§ TASKS TO CARRY OUT
**1.** According to the water allocation article, what level did recent winter storms bring the Sierra snowpack to?
**2.** In the listing, change "distant" to "far" and return only the lines from the line with "If the dry brown" to the line with "[0,6,600,86]", leaving everything else unchanged.

─── EXTRACT ───

Updated allocations show severe water shortages will remain
Although the state's water supply outlook has improved slightly, farmers in many parts of California learned last week that they still face severe water shortages, as both federal and state water projects issued updated supply allocation estimates for the 2009 crop year.
The state Department of Water Resources said recent winter storms increased the Sierra snowpack to near 90 percent of average.
But the precipitation was not enough to provide any water for Central Valley Project agricultural service contractors south of the Sacramento-San Joaquin Delta. The water allocation for those farmers in the western San Joaquin Valley remains at zero. The CVP said Friday it had increased the allocation for contractors north of the delta to 5 percent, up from zero.
The CVP also increased its allocation for the Friant Division contractors on the east side of the valley. Estimated deliveries for both agriculture and cities rose to 65 percent of Class 1 water, up from 25 percent. But estimates for Class 2 water remain at zero.
In a separate announcement, the State Water Project said it now expects to deliver 20 percent of requested water to its contractors, up from the earlier estimate of 15 percent. If the preliminary allocation of 20 percent is maintained, DWR said it would match the lowest water delivery allocation in state history.

─── PROVIDED INFORMATION ───

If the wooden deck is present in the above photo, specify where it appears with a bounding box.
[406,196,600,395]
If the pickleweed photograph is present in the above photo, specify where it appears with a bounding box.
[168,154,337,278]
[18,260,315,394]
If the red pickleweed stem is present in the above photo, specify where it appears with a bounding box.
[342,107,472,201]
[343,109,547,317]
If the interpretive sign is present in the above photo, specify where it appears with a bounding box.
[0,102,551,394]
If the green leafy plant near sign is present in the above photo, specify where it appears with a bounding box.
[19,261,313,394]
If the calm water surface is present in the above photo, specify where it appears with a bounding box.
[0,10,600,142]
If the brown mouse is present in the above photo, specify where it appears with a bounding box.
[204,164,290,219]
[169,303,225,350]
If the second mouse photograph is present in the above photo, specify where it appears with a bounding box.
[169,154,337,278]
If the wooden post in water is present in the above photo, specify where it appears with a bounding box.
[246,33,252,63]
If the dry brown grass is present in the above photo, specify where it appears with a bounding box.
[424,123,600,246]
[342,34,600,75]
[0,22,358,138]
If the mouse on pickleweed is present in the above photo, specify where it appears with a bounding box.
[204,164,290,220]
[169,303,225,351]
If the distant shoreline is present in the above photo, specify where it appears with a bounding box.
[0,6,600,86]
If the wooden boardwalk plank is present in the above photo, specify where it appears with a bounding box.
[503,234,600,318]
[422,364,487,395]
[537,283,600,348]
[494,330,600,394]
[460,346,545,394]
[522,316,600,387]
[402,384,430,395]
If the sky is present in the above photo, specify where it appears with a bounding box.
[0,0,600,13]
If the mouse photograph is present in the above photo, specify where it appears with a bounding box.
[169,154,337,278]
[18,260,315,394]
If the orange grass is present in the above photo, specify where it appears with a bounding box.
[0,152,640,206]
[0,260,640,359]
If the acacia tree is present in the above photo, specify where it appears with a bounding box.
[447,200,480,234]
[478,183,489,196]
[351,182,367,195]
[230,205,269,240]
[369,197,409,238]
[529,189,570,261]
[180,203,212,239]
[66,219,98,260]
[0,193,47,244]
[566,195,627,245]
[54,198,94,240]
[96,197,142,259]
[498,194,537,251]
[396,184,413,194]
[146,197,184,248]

───

§ RESPONSES PER TASK
**1.** Near 90 percent of average.

**2.**
If the dry brown grass is present in the above photo, specify where it appears with a bounding box.
[424,123,600,246]
[342,34,600,75]
[0,22,358,138]
If the mouse on pickleweed is present in the above photo, specify where it appears with a bounding box.
[204,164,290,220]
[169,303,225,351]
If the far shoreline is present in the above photo, specify where it appears with a bounding box.
[0,6,600,86]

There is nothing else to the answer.